ESERCIZIO SCRITTO A:
Rispondi a queste domande sul brano che segue, dedicato all'intervista di Luciano Lama:
(i) Quale carica ricopre Susanna Camusso?
(ii) In quale mese e in quale anno fu rilasciata l'intervista di Luciano Lama?
(iii) Qual era la principale finalità della politica di sacrifici?
**********
Mi aspettavo una risposta di Susanna Camusso, segretario generale della Cgil, al mio articolo di domenica che si apriva con una lunga citazione da un´intervista che Luciano Lama ci dette nel gennaio del 1978. Me l´aspettavo e la ringrazio vivamente di avercela inviata. Avevo anche deciso che non l´avrei commentata poiché speravo che – pure ribadendo i punti di vista del sindacato da far valere al tavolo del negoziato con il governo – avrebbe dimostrato d´aver capito quale sia la situazione attuale nella quale si trova l´economia dell´Italia, dell´Europa e di tutto l´Occidente.
L´intervista con Lama da me citata poteva essere di grande insegnamento: un dirigente sindacale metteva l´interesse generale al di sopra del pur legittimo “particulare” e faceva diventare il sindacato un protagonista attraverso una politica di sacrifici che andavano dalla licenziabilità alla moderazione sindacale, alla riduzione della cassa integrazione, con la principale finalità di far diminuire la disoccupazione e aprire l´occupazione alle nuove leve giovanili.
**********
ESERCIZIO SCRITTO B:
Indica quante righe dei record contengono la stringa "football". Scrivi soltanto il numero.

RIGHE DEL DATASET:
**********
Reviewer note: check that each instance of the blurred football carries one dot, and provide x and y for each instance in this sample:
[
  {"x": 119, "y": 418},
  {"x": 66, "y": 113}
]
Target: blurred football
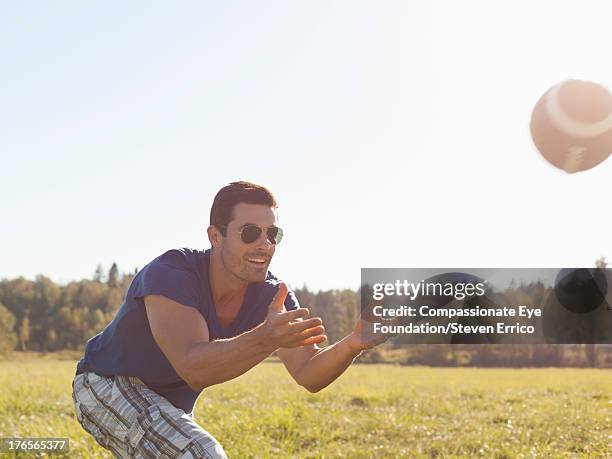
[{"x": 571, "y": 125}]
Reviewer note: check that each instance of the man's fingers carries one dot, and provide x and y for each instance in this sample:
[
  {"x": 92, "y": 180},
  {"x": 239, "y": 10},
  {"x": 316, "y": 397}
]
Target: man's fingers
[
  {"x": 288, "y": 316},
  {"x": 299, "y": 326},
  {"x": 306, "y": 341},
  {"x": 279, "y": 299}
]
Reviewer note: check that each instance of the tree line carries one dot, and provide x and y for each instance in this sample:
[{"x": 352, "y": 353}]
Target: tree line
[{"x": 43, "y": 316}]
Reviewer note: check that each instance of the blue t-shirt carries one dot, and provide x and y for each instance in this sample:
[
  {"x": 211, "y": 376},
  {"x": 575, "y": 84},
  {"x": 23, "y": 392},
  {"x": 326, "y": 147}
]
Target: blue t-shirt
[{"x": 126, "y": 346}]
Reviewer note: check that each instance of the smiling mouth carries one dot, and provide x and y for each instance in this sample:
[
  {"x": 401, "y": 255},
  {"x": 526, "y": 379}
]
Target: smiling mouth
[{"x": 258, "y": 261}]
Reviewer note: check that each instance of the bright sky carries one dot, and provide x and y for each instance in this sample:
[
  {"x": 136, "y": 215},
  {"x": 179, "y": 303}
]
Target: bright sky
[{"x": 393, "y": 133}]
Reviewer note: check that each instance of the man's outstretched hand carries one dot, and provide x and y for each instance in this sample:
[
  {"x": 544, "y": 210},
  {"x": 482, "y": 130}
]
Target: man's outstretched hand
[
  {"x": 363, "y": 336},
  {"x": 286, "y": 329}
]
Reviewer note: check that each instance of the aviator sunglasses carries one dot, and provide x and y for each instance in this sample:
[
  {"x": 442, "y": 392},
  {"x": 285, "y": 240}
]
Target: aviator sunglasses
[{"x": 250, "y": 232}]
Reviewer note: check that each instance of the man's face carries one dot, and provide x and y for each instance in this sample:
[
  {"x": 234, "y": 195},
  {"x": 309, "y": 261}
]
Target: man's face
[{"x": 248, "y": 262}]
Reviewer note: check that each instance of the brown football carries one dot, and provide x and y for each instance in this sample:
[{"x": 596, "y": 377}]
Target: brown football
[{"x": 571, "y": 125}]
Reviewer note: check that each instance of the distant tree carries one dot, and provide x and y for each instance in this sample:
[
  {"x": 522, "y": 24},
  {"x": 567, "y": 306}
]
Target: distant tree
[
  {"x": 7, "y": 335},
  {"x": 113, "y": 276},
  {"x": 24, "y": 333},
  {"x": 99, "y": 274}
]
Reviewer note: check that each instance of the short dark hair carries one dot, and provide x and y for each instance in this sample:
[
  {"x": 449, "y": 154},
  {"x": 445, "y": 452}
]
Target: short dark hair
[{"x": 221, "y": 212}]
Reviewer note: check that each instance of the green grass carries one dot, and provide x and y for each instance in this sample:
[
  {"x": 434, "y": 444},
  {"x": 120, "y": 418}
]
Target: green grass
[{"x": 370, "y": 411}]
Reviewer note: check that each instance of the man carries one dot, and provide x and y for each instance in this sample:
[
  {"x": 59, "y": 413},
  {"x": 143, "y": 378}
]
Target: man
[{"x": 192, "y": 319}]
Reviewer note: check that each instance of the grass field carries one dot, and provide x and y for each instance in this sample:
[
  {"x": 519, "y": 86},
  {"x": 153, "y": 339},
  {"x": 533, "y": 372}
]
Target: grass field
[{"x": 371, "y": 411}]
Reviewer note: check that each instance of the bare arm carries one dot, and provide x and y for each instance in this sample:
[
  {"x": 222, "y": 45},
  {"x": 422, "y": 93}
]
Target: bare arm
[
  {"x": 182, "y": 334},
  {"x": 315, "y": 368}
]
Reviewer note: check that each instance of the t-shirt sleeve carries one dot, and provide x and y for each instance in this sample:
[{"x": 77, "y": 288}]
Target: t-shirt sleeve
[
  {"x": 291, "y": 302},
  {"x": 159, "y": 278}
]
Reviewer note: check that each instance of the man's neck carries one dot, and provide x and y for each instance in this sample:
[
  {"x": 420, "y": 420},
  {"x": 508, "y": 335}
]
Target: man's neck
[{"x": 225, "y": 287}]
**********
SOLUZIONE ESERCIZIO A:
(i) Segretario generale della Cgil.
(ii) Nel gennaio del 1978.
(iii) Far diminuire la disoccupazione e aprire l'occupazione alle nuove leve giovanili.

SOLUZIONE ESERCIZIO B:
4